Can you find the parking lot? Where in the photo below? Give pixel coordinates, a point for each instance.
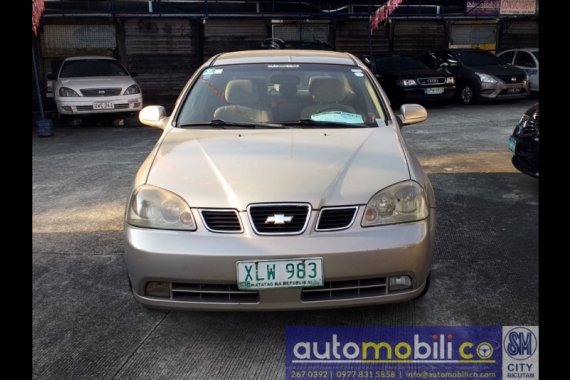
(87, 325)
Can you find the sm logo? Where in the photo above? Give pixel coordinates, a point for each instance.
(520, 343)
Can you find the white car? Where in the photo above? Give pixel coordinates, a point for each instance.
(93, 85)
(525, 59)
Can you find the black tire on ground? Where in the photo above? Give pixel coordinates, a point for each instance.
(467, 94)
(426, 288)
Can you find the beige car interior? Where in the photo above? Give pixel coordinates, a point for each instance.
(243, 106)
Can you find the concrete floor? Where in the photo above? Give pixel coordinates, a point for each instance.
(86, 324)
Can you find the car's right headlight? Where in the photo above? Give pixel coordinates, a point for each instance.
(487, 78)
(399, 203)
(67, 92)
(153, 207)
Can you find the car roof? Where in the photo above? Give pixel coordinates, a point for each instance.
(79, 58)
(284, 56)
(520, 49)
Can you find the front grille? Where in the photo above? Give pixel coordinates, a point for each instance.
(117, 106)
(212, 293)
(279, 219)
(350, 289)
(509, 78)
(225, 221)
(336, 218)
(100, 91)
(431, 81)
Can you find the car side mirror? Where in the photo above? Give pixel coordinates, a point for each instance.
(411, 114)
(153, 116)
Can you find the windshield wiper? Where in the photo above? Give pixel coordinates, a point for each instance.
(218, 123)
(322, 123)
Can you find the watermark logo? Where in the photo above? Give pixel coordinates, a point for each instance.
(520, 352)
(520, 343)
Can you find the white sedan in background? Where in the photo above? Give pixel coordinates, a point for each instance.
(525, 59)
(94, 85)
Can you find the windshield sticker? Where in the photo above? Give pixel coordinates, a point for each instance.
(283, 66)
(357, 72)
(338, 117)
(209, 72)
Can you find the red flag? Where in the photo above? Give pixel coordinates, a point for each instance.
(383, 13)
(37, 10)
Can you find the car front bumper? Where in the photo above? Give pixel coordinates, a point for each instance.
(204, 264)
(90, 105)
(504, 90)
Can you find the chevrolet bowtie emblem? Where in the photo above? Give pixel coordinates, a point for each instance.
(278, 219)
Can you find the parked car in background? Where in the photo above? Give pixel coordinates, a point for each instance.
(277, 43)
(479, 74)
(95, 85)
(281, 181)
(407, 79)
(524, 59)
(524, 143)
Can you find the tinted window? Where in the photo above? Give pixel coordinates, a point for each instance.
(398, 62)
(507, 57)
(524, 59)
(477, 58)
(92, 68)
(283, 93)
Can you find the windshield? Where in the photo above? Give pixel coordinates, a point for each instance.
(282, 95)
(477, 58)
(398, 63)
(92, 68)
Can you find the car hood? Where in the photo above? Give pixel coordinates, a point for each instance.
(418, 73)
(97, 82)
(498, 70)
(234, 168)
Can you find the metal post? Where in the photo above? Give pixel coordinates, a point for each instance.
(369, 34)
(44, 126)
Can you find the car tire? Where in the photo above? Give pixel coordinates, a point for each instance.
(426, 288)
(467, 94)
___
## Required task
Return every line above word for word, leaving out the picture.

## Output for this task
Can you find the parking lot? Where in the photo below? Give pixel coordinates, a point for each instance.
(87, 325)
Can you find the sm logo? Where in the photo above? Give pixel coordinates, a point for each instance.
(520, 343)
Can you find the white car? Where in the photo above? Give pixel coordinates, a point for each instance.
(93, 85)
(525, 59)
Can you find the black tire on ground? Where in the photo above? Give pixel coordinates, a point for each instance.
(467, 94)
(426, 288)
Can you find the beige car interior? Where in the photo above? Give pixel coordinates, a point for each instance.
(243, 106)
Can you find the concrete floor? Where in the photo above? Give pixel coordinates, a point for each instance.
(86, 324)
Can you find the car's right headlight? Where in the photo above? Give pixel coordinates, a point for each instance.
(487, 78)
(399, 203)
(67, 92)
(153, 207)
Can you find the car roof? Where in the photo above? Give pixel coordinates, a point for each instance.
(79, 58)
(284, 56)
(520, 49)
Can you find the front grille? Where in the photo above? Give pixel coordinates, a point for each instance.
(117, 106)
(212, 293)
(279, 219)
(350, 289)
(509, 78)
(225, 221)
(336, 218)
(100, 91)
(431, 81)
Can you find the car side mirror? Where in the photo above? Give pixel coordinates, a point for each instance.
(411, 114)
(153, 116)
Can you find the windshield wiper? Where in the photo above? Give pixel coordinates, a point for each instance.
(218, 123)
(322, 123)
Can you find the watermark logo? Where in the photo above? Give pixel coordinates, a point for each instance.
(520, 352)
(520, 343)
Can you find the white sedan in background? Where in the photo above? Give pixel coordinates, a point for each instance.
(525, 59)
(94, 85)
Can you find the windshield sticker? Where in the photo above? Give pixel coordinates, a point for each instance.
(283, 66)
(357, 72)
(338, 117)
(209, 72)
Can you find the red flag? Where in the photo above? Give pixel coordinates, a point for each instance.
(383, 13)
(37, 10)
Can you find the car front bumper? Where in the photo above? Give pixel coordinates, a point for each instance.
(204, 264)
(90, 105)
(504, 90)
Can you find the chevrolet bowtie emblem? Where in the photo above? Give pixel coordinates, a point for each instance.
(278, 219)
Can you find the parked car in background? Where in the photo above? Give pixel coordinates, a point for each instance.
(277, 43)
(479, 74)
(95, 85)
(281, 181)
(407, 79)
(524, 59)
(524, 143)
Can you find the tinted window? Where in the photo above? Give pixel coordinates, a point for each instance.
(398, 62)
(507, 57)
(524, 59)
(477, 58)
(92, 68)
(283, 93)
Can you find the windshield? Where in the photo above? Give pixel coordinates, a point for each instance.
(282, 95)
(477, 58)
(398, 63)
(92, 68)
Can you find the car hood? Where in the photo above? Give pixel coordinates, a point for each instance.
(418, 73)
(97, 82)
(498, 70)
(234, 168)
Can you find the metal post? Where in the photo above? Give pixel coordinates, a point for each instance.
(369, 34)
(44, 126)
Can you find the car tire? Where in the photo above? Give pixel coordinates, a point for each instance.
(426, 288)
(467, 94)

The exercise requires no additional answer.